◆ **Exercise task**:
Reproduce every line of the data below verbatim, leaving out the pictures.
+++ Extracted records +++
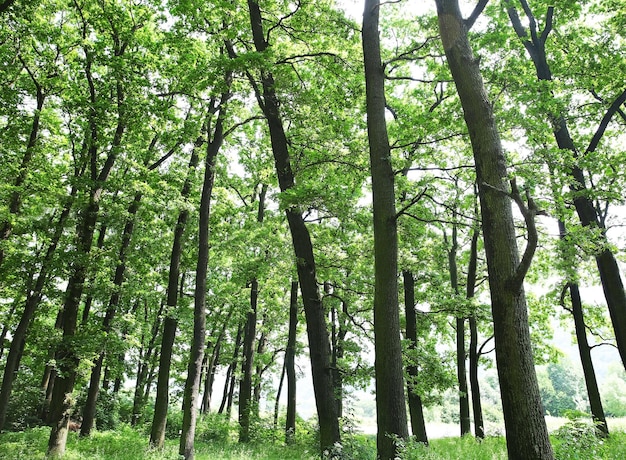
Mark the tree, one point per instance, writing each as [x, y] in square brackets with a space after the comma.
[319, 344]
[526, 432]
[390, 402]
[610, 276]
[416, 411]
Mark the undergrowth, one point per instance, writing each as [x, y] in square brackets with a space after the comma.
[575, 440]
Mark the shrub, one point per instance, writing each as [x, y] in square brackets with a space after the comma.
[577, 439]
[214, 427]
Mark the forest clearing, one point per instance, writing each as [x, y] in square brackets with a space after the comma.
[215, 214]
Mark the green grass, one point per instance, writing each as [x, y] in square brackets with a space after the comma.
[129, 444]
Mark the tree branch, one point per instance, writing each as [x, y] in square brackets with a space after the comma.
[5, 5]
[529, 212]
[414, 200]
[480, 6]
[614, 107]
[547, 28]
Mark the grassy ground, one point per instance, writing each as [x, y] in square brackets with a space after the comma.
[128, 444]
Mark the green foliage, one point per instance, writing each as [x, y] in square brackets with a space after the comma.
[577, 439]
[574, 441]
[562, 388]
[613, 392]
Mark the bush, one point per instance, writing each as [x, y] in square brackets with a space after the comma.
[577, 439]
[24, 407]
[214, 427]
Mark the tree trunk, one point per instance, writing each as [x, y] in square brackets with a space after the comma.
[89, 411]
[258, 384]
[416, 411]
[246, 400]
[390, 402]
[62, 397]
[159, 420]
[194, 370]
[245, 385]
[6, 228]
[319, 343]
[32, 302]
[526, 432]
[464, 417]
[595, 402]
[227, 396]
[608, 268]
[290, 366]
[479, 427]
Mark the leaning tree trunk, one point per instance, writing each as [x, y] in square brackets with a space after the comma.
+++
◆ **Exercise response**:
Mark the tree, one point per instance, writing each as [x, y] in square brackets with a space after the comma.
[319, 344]
[526, 432]
[390, 402]
[610, 276]
[416, 411]
Mark the undergrowth, one point per instance, writing each as [x, y] in square brackets with a space after the comma.
[575, 440]
Mark the shrub, one point per instance, writing each as [x, y] in square brackets with a space after the comma.
[577, 439]
[214, 427]
Mark the forest clearing, one point per instance, writing each as [x, y] in square brackets with a space after the comma.
[215, 214]
Mark the green grass, one point per instance, writing each as [x, y] in square brackets with a space after the comma.
[129, 444]
Mark the tree branch, one point per instance, writing each as [x, y] in square brackets with a space after the comma.
[5, 5]
[529, 212]
[414, 200]
[480, 6]
[614, 107]
[547, 28]
Mark the grassy ground, one point per instance, writing each as [x, y] in square brackets with a space after the comma.
[128, 444]
Mark the green foliage, one point per instance, writing each as [x, y] in square brackets with a space after the comma.
[577, 439]
[574, 441]
[562, 388]
[613, 392]
Mark the bush, one point per instance, writing each as [x, y] in square brackets with a space after the comma.
[577, 439]
[24, 407]
[214, 427]
Mark the tree trunk, one point per instance, writing each as [x, y] in square brackets with a space after the comma.
[89, 411]
[258, 384]
[416, 411]
[246, 400]
[390, 402]
[62, 397]
[159, 420]
[194, 370]
[245, 385]
[6, 228]
[319, 343]
[32, 302]
[526, 432]
[464, 417]
[595, 402]
[227, 396]
[608, 268]
[290, 366]
[479, 427]
Mark the leaning tree trunk, one point per instance, writing each as [x, y] in square brackets with a space after the comma.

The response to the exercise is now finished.